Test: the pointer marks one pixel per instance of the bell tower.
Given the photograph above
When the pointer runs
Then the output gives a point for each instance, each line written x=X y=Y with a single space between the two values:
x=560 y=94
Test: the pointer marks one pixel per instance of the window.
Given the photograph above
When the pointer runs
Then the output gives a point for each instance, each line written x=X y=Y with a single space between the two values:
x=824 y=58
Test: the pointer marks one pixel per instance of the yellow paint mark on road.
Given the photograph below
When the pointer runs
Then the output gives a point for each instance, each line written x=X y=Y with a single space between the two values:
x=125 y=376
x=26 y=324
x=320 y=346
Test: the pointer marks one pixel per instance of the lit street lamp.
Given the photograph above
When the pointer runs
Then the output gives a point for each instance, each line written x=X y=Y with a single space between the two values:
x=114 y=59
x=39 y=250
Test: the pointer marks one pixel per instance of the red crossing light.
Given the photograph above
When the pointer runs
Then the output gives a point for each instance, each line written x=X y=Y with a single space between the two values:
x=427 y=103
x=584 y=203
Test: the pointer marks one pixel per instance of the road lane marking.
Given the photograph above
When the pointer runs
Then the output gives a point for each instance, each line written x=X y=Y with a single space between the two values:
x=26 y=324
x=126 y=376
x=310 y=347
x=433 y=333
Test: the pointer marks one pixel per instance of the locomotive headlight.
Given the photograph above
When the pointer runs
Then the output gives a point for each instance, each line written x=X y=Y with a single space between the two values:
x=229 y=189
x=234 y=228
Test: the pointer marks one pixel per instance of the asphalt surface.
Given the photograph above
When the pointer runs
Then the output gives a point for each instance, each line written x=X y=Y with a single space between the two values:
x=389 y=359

## Short problem
Rewrite the lines above, changing each "pointer" to "locator" and keeping everything else the same.

## Answer to this exercise
Test: the locator marks one pixel per instance of the bell tower.
Given the photograph above
When the locator runs
Then the output gives a point for each instance, each line written x=X y=Y with a single space between the two values:
x=560 y=94
Test: the locator marks one pixel per instance of the window.
Given the photograph above
When the locator runs
Then the output gives a point for each instance, each line written x=X y=Y with a single space between the two values:
x=824 y=58
Test: the locator marks one pixel per instance of the yellow paint mark on road.
Given the photograph below
When the locator runs
Then the output gives a point for each instance, each line written x=X y=Y with a single space between the two values:
x=125 y=376
x=26 y=324
x=320 y=346
Test: the locator marks one pixel per instance of the lit street lamp.
Given the photograph above
When the locator runs
Then the output gives a point for each instance, each line written x=X y=Y with a single space between the two values:
x=114 y=59
x=39 y=250
Test: the locator marks one pixel per instance of the red crossing light.
Given the photograph above
When the locator runs
Then the output gives a point for each instance, each line written x=X y=Y with a single space between the two values:
x=427 y=103
x=584 y=203
Test: the locator marks one pixel per instance of the road lane marking.
Given the photograph above
When the locator runs
Then the output gives a point for each instance, each line written x=X y=Y with a single space between the two values:
x=26 y=324
x=126 y=376
x=310 y=347
x=433 y=333
Test: the locator marks one pixel per instance of the locomotive headlight.
Given the photograph above
When the locator runs
Then the output gives a point for each instance, each line written x=X y=Y with a single space between the two values:
x=229 y=189
x=234 y=228
Test: the locator marks one pixel per instance of the asphalt surface.
Given the photograph above
When the locator runs
Then the output gives a point for each instance, each line written x=X y=Y with a single space between the two values:
x=389 y=359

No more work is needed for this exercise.